» Requirement
Pick out each line in the data below that contains the word "mirror", and copy those lines.

--- begin Data for this task ---

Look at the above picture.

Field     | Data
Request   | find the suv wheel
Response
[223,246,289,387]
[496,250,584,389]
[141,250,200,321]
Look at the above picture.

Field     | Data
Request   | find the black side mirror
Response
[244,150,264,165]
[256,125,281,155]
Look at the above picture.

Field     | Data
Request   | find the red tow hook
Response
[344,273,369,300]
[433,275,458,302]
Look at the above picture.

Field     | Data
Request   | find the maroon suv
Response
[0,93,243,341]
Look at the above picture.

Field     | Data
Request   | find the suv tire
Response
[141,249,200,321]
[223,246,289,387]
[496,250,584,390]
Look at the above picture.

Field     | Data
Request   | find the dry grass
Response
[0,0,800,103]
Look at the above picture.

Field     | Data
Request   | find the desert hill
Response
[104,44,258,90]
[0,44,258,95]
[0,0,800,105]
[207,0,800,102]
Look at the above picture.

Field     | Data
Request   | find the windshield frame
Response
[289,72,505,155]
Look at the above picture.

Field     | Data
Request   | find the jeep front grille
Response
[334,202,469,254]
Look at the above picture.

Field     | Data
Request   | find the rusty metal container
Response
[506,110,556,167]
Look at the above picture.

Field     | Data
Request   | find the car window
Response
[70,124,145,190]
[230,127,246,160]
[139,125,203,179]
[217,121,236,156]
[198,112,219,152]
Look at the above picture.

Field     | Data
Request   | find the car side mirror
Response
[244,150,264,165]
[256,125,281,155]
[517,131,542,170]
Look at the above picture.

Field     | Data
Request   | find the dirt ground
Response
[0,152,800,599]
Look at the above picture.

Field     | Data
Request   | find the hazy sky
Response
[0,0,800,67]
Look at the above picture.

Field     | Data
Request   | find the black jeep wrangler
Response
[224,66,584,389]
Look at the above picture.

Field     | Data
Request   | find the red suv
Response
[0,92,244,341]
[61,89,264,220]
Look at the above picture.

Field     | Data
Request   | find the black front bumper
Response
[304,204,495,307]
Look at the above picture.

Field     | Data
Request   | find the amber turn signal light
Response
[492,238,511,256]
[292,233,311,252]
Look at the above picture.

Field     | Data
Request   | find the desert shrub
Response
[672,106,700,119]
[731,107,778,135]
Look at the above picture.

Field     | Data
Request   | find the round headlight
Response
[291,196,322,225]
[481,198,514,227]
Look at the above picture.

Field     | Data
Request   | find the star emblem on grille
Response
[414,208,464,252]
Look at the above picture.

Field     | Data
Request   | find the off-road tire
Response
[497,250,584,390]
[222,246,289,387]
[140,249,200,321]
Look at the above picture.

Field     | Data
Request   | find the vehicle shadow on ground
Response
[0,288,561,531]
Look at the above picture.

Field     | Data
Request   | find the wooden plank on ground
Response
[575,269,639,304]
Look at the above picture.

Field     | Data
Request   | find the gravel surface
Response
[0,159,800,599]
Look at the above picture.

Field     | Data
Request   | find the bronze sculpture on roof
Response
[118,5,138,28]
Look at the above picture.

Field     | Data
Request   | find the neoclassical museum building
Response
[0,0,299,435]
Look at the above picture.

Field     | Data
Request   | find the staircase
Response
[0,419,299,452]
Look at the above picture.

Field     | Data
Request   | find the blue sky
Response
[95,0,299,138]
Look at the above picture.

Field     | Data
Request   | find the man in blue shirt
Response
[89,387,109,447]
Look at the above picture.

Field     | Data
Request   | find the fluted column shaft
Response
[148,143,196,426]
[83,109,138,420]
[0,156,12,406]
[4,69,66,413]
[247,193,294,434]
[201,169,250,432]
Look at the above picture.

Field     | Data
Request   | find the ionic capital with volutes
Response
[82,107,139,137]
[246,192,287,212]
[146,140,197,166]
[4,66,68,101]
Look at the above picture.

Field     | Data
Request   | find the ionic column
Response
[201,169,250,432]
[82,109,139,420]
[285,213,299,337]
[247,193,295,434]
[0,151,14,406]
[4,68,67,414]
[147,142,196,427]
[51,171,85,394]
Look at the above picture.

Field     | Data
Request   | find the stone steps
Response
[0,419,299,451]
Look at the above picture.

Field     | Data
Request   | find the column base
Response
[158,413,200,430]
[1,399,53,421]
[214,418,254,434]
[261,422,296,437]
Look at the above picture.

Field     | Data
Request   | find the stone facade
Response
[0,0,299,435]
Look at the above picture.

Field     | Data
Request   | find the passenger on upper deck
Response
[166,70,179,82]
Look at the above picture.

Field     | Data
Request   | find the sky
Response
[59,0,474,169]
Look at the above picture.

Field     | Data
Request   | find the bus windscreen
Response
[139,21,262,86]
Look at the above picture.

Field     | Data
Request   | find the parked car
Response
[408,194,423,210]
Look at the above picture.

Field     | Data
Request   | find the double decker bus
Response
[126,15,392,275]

--- end Data for this task ---

» Correct response
Request   | find the black side mirror
Request   | find the car side mirror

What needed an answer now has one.